Format the records below as a JSON list of strings with one string per line, starting at the first line and stopping after the line that contains "311 471 1027 800". Leave out blank lines and the picture.

** Begin Recorded data **

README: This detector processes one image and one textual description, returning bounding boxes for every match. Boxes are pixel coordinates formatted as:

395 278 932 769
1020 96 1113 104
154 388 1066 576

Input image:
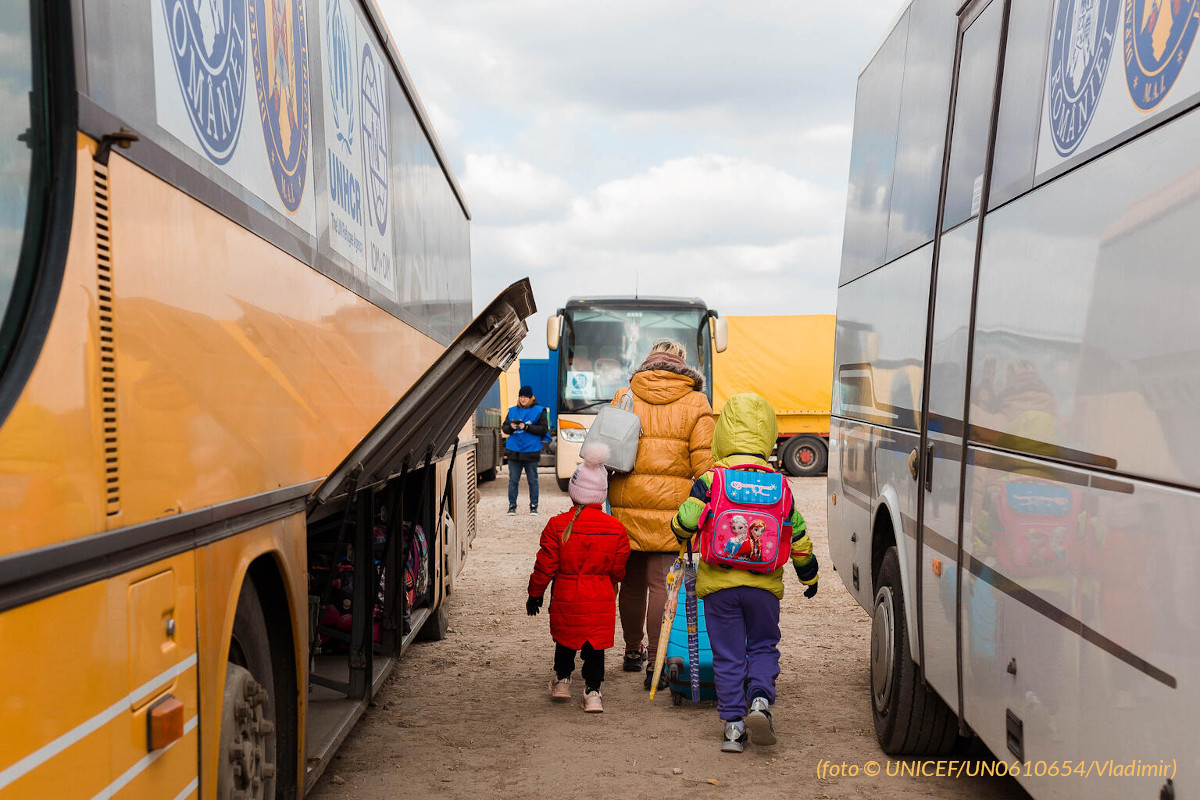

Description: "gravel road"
311 471 1027 800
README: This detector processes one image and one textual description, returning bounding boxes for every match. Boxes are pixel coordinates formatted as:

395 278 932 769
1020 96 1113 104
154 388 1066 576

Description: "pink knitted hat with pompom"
566 443 611 505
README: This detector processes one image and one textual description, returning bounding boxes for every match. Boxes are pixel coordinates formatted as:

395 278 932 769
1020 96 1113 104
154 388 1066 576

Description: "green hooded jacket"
671 393 817 600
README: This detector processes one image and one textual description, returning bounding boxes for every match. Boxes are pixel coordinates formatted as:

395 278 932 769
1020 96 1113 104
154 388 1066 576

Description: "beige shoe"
548 675 571 700
583 691 604 714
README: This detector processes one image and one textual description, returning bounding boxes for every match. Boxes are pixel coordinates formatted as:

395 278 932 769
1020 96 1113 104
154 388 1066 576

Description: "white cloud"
380 0 905 355
462 154 571 224
468 155 842 354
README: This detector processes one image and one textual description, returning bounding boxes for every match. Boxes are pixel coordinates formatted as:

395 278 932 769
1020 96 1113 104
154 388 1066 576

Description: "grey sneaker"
746 694 776 745
721 720 749 753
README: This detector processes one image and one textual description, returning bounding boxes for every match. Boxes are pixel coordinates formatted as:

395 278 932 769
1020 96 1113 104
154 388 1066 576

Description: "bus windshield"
558 306 712 413
0 7 36 340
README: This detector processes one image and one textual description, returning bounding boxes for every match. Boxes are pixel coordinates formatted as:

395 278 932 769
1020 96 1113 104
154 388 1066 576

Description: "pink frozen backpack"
700 464 792 572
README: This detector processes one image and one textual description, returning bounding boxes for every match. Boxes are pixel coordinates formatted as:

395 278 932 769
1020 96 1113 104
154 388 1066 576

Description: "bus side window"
942 2 1004 230
988 0 1054 209
887 0 961 261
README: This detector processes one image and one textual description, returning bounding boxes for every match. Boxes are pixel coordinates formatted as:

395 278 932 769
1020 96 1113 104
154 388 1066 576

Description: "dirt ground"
311 470 1027 800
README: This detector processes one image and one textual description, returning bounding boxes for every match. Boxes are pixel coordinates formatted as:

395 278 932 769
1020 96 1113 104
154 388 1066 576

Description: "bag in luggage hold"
700 464 792 572
403 522 430 608
583 392 642 473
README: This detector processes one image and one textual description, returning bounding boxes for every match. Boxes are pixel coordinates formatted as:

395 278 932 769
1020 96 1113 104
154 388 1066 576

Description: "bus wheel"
871 547 958 756
782 437 829 477
217 576 277 800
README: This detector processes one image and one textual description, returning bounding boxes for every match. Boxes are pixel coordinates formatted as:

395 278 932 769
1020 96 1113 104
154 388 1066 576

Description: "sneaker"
746 694 776 745
721 720 749 753
583 688 604 714
547 675 571 700
642 663 671 692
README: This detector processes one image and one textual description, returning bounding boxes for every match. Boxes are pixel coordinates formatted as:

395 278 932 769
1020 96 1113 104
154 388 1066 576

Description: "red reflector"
146 694 184 752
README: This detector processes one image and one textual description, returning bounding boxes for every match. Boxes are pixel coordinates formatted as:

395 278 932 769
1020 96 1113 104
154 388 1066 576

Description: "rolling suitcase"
666 582 716 705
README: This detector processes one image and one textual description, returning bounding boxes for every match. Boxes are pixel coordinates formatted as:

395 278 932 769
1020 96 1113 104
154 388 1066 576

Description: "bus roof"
858 0 912 78
566 295 708 311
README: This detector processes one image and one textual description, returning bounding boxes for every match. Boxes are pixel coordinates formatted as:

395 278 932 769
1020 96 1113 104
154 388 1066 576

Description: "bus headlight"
558 420 588 444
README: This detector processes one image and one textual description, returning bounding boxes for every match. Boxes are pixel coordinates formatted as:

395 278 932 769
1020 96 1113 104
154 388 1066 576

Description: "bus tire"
782 435 829 477
217 575 278 800
416 601 450 642
871 547 959 756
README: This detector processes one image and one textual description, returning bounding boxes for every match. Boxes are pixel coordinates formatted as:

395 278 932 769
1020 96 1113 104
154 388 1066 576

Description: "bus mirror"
708 317 730 353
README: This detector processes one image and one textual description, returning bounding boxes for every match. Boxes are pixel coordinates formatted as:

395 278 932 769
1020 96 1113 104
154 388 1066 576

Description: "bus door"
914 0 1008 717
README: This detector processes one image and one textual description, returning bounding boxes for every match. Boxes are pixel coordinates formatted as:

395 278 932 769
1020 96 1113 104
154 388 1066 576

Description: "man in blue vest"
500 386 550 517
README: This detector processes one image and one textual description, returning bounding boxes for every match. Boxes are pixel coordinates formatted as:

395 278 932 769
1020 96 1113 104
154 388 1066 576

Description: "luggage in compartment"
664 582 716 705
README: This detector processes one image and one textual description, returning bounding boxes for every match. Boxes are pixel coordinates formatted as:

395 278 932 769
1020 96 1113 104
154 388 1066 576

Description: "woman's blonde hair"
650 339 688 359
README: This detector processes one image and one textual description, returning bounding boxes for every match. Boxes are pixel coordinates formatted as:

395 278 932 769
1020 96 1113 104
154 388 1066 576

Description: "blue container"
662 585 716 705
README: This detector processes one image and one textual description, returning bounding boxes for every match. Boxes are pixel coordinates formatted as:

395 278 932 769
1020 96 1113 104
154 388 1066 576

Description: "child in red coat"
526 445 629 714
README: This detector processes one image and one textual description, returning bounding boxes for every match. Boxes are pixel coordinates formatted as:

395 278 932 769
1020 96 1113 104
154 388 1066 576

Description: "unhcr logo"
325 0 356 156
1046 0 1121 157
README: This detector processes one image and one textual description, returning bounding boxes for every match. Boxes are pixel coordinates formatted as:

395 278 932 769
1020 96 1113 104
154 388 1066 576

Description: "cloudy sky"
379 0 905 357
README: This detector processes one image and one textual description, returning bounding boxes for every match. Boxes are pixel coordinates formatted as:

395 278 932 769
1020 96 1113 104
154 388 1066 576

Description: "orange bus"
0 0 534 800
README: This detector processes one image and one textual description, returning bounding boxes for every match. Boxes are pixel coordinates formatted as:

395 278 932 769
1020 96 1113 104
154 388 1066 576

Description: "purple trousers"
704 587 779 722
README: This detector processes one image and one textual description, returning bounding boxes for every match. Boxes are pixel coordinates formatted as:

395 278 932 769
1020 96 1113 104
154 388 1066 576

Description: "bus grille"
92 162 121 517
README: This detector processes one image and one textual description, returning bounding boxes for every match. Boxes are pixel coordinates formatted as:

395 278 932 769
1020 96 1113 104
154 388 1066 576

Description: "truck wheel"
782 435 829 477
871 547 958 756
217 576 278 800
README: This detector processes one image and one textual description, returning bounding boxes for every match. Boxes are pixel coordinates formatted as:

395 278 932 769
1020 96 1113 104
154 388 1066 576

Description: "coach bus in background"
828 0 1200 798
0 0 534 800
546 297 727 492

** End Recorded data **

**Solution for this task**
[
  "README: This detector processes one image and one textual description, returning bounding boxes for every match. Boxes are pixel coordinates formatted as:",
  "395 278 932 769",
  "1020 96 1113 104",
  "154 388 1066 576",
  "Input image:",
  "Description: \"gravel road\"",
  "311 471 1027 800"
]